→ Work request:
Output the records that follow exactly as they are written.
BEGIN
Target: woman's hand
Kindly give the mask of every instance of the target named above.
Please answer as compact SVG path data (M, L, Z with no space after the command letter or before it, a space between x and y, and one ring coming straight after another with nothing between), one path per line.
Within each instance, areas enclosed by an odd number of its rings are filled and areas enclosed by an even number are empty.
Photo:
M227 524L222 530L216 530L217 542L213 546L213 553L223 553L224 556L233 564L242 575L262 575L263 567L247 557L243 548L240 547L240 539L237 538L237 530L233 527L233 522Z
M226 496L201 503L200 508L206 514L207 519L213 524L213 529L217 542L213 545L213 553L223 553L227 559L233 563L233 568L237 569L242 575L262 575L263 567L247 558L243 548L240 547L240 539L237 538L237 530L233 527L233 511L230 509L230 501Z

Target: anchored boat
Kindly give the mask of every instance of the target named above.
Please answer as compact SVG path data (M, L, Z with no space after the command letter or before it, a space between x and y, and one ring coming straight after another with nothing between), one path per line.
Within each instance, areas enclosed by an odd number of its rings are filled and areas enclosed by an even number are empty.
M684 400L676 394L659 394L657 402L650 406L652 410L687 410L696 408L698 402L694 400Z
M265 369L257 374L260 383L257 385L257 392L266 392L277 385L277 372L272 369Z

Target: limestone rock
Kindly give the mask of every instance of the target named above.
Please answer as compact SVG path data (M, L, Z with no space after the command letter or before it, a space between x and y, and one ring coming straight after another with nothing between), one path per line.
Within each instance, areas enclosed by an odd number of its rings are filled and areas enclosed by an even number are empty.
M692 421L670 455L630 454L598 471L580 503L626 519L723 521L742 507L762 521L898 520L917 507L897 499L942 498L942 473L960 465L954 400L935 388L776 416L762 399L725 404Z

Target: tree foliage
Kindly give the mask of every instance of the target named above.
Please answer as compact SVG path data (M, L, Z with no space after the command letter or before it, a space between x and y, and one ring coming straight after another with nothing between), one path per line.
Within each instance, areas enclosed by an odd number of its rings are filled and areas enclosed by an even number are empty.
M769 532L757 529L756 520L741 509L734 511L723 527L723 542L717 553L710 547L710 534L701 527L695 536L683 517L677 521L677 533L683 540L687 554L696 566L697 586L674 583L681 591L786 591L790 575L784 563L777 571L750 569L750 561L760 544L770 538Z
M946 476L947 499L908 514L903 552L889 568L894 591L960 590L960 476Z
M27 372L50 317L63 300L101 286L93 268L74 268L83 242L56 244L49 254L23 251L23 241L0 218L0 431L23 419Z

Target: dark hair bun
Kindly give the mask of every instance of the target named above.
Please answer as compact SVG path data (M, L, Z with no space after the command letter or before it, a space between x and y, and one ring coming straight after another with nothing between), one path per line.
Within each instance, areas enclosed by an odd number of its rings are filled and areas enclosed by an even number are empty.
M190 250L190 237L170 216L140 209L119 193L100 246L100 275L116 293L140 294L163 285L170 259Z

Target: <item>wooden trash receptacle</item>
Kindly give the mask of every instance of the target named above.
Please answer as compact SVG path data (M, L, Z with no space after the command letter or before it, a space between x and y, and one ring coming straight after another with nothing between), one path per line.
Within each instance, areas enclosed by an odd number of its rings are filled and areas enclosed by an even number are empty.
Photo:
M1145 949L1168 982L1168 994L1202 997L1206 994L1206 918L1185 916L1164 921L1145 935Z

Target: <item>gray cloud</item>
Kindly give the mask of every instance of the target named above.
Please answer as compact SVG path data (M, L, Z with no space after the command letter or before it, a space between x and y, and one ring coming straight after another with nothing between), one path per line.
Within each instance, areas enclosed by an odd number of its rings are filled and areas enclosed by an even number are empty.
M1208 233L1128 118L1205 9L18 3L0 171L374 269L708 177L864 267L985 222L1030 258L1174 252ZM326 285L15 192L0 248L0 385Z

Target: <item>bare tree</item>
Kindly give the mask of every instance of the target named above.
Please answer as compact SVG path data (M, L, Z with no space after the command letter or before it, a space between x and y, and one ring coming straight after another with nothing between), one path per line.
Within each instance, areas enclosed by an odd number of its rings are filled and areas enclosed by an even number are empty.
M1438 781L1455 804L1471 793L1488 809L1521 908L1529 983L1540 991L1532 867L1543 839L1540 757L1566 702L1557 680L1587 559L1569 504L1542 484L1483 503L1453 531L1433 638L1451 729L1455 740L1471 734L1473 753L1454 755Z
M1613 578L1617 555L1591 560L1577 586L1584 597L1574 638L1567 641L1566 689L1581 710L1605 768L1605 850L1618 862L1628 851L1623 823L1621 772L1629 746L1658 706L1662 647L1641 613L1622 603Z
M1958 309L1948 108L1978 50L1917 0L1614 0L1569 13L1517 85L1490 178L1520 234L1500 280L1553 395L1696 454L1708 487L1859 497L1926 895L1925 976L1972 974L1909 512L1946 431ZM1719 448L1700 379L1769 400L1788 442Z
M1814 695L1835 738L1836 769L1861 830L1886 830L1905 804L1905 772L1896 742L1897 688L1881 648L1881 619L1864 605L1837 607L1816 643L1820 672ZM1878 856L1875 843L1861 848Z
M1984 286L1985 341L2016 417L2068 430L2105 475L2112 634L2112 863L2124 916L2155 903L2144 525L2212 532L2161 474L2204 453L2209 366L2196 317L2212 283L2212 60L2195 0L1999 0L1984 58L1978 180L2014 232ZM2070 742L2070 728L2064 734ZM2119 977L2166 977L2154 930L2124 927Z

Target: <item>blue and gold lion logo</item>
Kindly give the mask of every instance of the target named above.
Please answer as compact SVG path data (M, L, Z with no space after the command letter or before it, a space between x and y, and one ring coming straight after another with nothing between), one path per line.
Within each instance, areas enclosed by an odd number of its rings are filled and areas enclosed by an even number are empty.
END
→ Exercise answer:
Target: woman's hand
Kindly give the mask of every instance of the target named above.
Please answer as compact SVG path data (M, L, Z with no space after the command letter or before it, a space between x and y, and one ring coming straight after another with nothing between), one path per line.
Within each instance, areas enclosed by an odd number of its rings are filled and areas enclosed by an even number are empty.
Photo:
M227 524L222 530L216 530L217 542L213 546L213 553L223 553L224 556L233 564L242 575L262 575L263 567L247 557L243 548L240 547L240 539L237 538L237 530L233 527L233 522Z
M226 496L201 503L200 508L206 514L207 519L213 524L213 529L217 542L213 545L213 553L223 553L227 559L233 563L233 568L237 569L242 575L262 575L263 567L247 558L243 548L240 547L240 539L237 538L237 530L233 527L233 511L230 509L230 501Z

Target: anchored boat
Kindly give the mask of every instance of the target named above.
Please answer as compact SVG path data (M, L, Z with no space after the command letter or before it, a space between x and y, and one ring coming straight after another with nothing between), one path per line.
Within each instance, areas enclosed by an odd number of its rings are filled and areas enclosed by an even number are empty.
M684 400L676 394L659 394L657 402L650 406L652 410L687 410L696 408L698 402L694 400Z
M265 369L257 374L260 383L257 385L257 392L266 392L277 385L277 372L272 369Z

Target: limestone rock
Kindly give the mask of every instance of the target named above.
Please answer as compact SVG path data (M, L, Z with no space after the command letter or before it, a space between x and y, and one ring coming straight after another with nothing between), one path per line.
Within each instance, areas enclosed by an odd number of its rings are filled and areas enclosed by an even number are empty.
M692 421L670 455L630 454L598 471L580 503L626 519L723 521L742 507L762 521L898 520L917 507L897 499L942 498L942 473L960 465L954 400L935 388L776 416L762 399L725 404Z

Target: tree foliage
Kindly give the mask of every instance of the target named above.
Please answer as compact SVG path data (M, L, Z with no space after the command letter or before it, a space between x and y, and one ring coming straight after another with nothing between), one path per line.
Within each instance, areas enclosed by an odd number of its rings are filled and areas enclosed by an even number are empty.
M769 532L757 529L756 520L741 509L734 511L723 527L723 542L717 553L710 547L710 534L701 527L695 536L683 517L677 521L677 533L683 540L687 554L696 566L697 586L674 583L681 591L786 591L790 575L784 563L777 571L750 569L750 561L760 544L770 538Z
M946 476L947 499L908 514L903 552L889 568L894 591L960 590L960 476Z
M27 372L50 317L63 300L101 286L93 268L74 268L83 242L56 244L49 254L23 251L23 241L0 218L0 431L23 419Z

Target: dark hair bun
Kindly give the mask of every instance of the target named above.
Please answer as compact SVG path data (M, L, Z with no space after the command letter or before it, a space between x and y, and one ring coming straight after another with nothing between), one path per line.
Within each instance, areas enclosed by an odd number of its rings are filled and areas enclosed by an even number are empty.
M190 250L190 237L170 216L140 209L119 193L100 246L100 275L116 293L140 294L163 285L170 259Z

Target: <item>wooden trash receptacle</item>
Kindly give the mask of every instance of the target named above.
Please answer as compact SVG path data (M, L, Z with no space after the command letter or before it, a space between x and y, and one ring coming straight after another with nothing between), one path per line.
Within each instance, areas enclosed by an odd number of its rings are filled and areas enclosed by an even number are empty.
Photo:
M1145 949L1168 982L1168 994L1202 997L1206 994L1206 918L1185 916L1164 921L1145 935Z

Target: <item>gray cloud</item>
Kindly give the mask of every instance of the target named above.
Please answer as compact SVG path data (M, L, Z with no space after the command letter or before it, a space between x and y, and one ring coming straight after another with nothing between), one path per line.
Within each instance, areas enclosed by an odd number of its rings are filled and areas enclosed by an even number are empty.
M1208 233L1128 118L1205 9L18 3L0 171L374 269L708 177L864 267L985 222L1030 258L1174 252ZM326 285L15 192L0 248L0 385Z

Target: <item>bare tree</item>
Kindly give the mask of every instance of the target named above.
Please answer as compact SVG path data (M, L, Z with no space after the command letter or before it, a space between x and y, and one ring coming straight after another with nothing between), one path per line.
Within each instance, areas enclosed by an odd number of its rings are filled and areas enclosed by an even number are empty.
M1438 781L1455 804L1471 793L1488 809L1521 908L1529 983L1540 991L1532 867L1543 839L1540 757L1566 702L1557 680L1587 559L1569 504L1542 484L1483 503L1453 531L1433 638L1451 729L1455 740L1471 734L1473 753L1454 755Z
M1613 578L1617 555L1591 560L1577 586L1584 597L1574 638L1567 641L1566 689L1581 710L1605 768L1605 850L1618 862L1628 851L1623 823L1621 772L1629 746L1658 706L1662 647L1641 613L1622 603Z
M1958 309L1948 108L1978 50L1917 0L1614 0L1569 13L1517 85L1490 178L1520 234L1500 280L1553 395L1696 454L1708 487L1859 497L1926 895L1925 976L1972 974L1909 512L1946 431ZM1719 448L1700 379L1769 400L1788 442Z
M1814 695L1835 738L1836 769L1861 830L1886 830L1905 804L1905 772L1896 742L1897 688L1881 648L1881 619L1864 605L1837 607L1816 643L1820 672ZM1878 856L1875 843L1861 848Z
M1984 286L1985 341L2016 417L2068 430L2105 475L2112 634L2112 863L2124 916L2155 903L2144 525L2212 532L2161 474L2204 453L2209 366L2196 317L2212 283L2212 60L2195 0L1999 0L1984 58L1978 180L2014 232ZM2070 742L2070 728L2064 734ZM2119 977L2166 977L2154 930L2124 927Z

Target: <item>blue and gold lion logo</item>
Kindly give the mask of every instance of the target named above.
Please answer as compact SVG path data (M, L, Z with no space after the command letter or before it, a space between x and y, and one ring coming straight after another with nothing between), one path per line.
Within each instance, areas enclosed by an odd number of its rings are filled and areas enclosed by an even number are empty.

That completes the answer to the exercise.